Directive. From the line containing "dark wood dining" through the last line of the material, copy every line exactly, both ends inclusive; do not copy pictures.

Excerpted data.
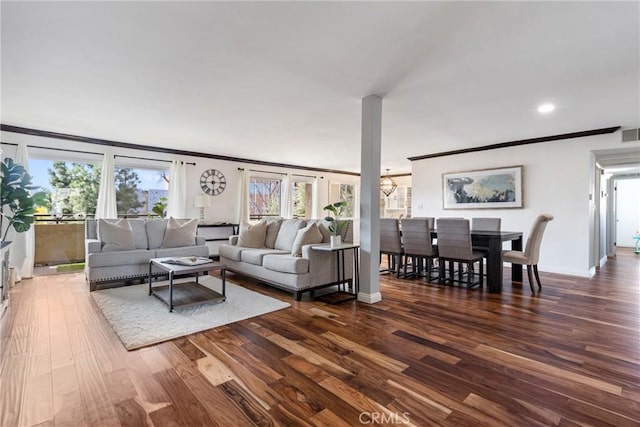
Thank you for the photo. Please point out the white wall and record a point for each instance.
(556, 179)
(224, 207)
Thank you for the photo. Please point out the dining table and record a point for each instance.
(492, 242)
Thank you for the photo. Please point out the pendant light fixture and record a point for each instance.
(387, 185)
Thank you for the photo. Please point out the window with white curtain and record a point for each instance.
(339, 191)
(71, 180)
(138, 190)
(302, 197)
(265, 196)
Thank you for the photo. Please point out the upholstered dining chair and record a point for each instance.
(418, 246)
(486, 224)
(531, 252)
(454, 245)
(391, 245)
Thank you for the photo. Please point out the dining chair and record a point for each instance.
(454, 245)
(531, 252)
(418, 247)
(391, 245)
(486, 224)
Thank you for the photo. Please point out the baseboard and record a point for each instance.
(369, 298)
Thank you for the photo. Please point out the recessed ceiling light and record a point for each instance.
(546, 108)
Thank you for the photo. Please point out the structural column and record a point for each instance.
(370, 200)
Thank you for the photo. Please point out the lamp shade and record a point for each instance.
(201, 201)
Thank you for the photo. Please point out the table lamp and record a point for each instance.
(201, 201)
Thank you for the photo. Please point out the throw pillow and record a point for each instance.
(115, 235)
(178, 235)
(309, 235)
(273, 227)
(288, 232)
(253, 235)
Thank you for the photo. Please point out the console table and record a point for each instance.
(217, 234)
(339, 250)
(4, 276)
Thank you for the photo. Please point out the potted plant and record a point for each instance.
(336, 225)
(17, 202)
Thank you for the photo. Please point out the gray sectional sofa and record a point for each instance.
(115, 256)
(281, 258)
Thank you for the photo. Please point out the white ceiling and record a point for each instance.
(283, 82)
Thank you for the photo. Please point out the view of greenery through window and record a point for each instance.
(265, 198)
(301, 194)
(72, 188)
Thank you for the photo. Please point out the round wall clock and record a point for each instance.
(212, 182)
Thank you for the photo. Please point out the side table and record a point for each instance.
(342, 293)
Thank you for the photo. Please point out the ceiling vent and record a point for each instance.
(631, 135)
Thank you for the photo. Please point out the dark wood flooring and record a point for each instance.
(425, 355)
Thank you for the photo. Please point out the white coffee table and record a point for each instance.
(185, 293)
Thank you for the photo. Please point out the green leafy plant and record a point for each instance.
(336, 211)
(160, 207)
(16, 195)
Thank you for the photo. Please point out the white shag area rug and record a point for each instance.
(140, 319)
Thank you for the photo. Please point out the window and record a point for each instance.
(139, 189)
(302, 197)
(71, 187)
(264, 197)
(347, 192)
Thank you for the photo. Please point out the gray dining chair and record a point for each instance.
(418, 247)
(454, 245)
(531, 252)
(391, 245)
(486, 224)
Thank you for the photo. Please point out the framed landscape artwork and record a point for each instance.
(483, 189)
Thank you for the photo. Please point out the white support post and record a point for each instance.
(370, 200)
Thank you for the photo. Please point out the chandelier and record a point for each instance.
(387, 185)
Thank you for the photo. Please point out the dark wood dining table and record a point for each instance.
(492, 241)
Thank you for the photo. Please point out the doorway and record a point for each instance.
(627, 210)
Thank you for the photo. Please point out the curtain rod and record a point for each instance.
(281, 173)
(56, 149)
(92, 152)
(153, 160)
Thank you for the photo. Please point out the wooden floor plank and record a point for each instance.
(425, 355)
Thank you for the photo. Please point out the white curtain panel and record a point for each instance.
(287, 205)
(243, 198)
(314, 199)
(177, 203)
(22, 250)
(106, 207)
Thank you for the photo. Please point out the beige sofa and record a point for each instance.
(272, 261)
(107, 262)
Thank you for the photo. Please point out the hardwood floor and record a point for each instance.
(425, 355)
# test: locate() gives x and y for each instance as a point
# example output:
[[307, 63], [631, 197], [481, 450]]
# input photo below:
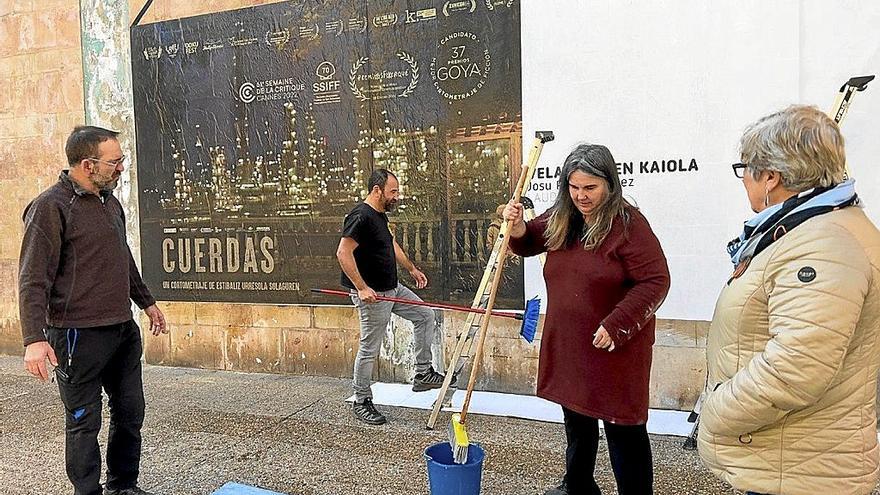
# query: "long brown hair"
[[566, 225]]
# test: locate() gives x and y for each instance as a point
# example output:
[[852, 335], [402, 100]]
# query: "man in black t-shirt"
[[368, 255]]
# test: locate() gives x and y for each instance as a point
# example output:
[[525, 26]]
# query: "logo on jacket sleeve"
[[807, 274]]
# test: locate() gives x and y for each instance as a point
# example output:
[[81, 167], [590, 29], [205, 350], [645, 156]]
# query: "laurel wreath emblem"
[[414, 80], [352, 73], [403, 56]]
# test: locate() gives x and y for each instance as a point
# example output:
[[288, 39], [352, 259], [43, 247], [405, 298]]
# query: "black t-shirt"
[[374, 255]]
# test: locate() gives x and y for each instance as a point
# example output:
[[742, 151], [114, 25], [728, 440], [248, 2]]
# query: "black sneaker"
[[366, 412], [428, 380], [128, 491], [562, 489]]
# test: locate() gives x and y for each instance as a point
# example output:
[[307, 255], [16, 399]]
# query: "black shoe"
[[562, 489], [366, 412], [128, 491], [428, 380]]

Response to this task.
Thank you for the photo. Please point out the dark wood dining table and record a point for each instance.
(492, 241)
Thank you for the photo. Please point out the doorway and record a point for each instance.
(627, 210)
Thank you for the photo. Please point out the curtain rod and record a point for each instance.
(281, 173)
(56, 149)
(92, 152)
(153, 160)
Thank you for the photo. Please point out the wooden floor plank and record a point for each instance.
(425, 355)
Thank you for the photo. Please point out the white curtain panel and record a point for each instance.
(287, 205)
(243, 198)
(314, 199)
(177, 203)
(22, 250)
(106, 207)
Thank you for the photo. Please point out the beige sofa and record a point for each instance.
(272, 261)
(107, 262)
Thank you for the photo. Please point out the hardwood floor and record a point for each instance.
(425, 355)
# test: locate() gives x and y for each instance as a point
# example output:
[[307, 63], [631, 197], [481, 450]]
# input photo below:
# query: "long brown hair"
[[566, 225]]
# test: locate() gives x and y for each instance as a point
# example output:
[[852, 335], [402, 100]]
# query: "man in black t-shirt"
[[368, 255]]
# test: locate() gives x and y for each instance as a point
# example output:
[[525, 26]]
# query: "logo on jacket sleeve"
[[807, 274]]
# test: locate() gives x and y for each instance as a point
# example output:
[[81, 167], [590, 29], [205, 350], [645, 156]]
# query: "laurel wreath emblem"
[[414, 80], [352, 73], [403, 56]]
# test: locate() gives x and y for each instance as a point
# example output:
[[288, 39], [352, 259], [43, 247], [405, 298]]
# query: "black t-shirt"
[[374, 255]]
# test: locate() gives x and y for each instance as a point
# example output:
[[742, 151], [114, 25], [728, 440], [248, 2]]
# query: "black sneaker"
[[366, 412], [428, 380], [128, 491], [562, 489]]
# test: locate() gives x and y for each instance as a point
# example output:
[[307, 255], [16, 399]]
# query: "black shoe"
[[562, 489], [366, 412], [128, 491], [428, 380]]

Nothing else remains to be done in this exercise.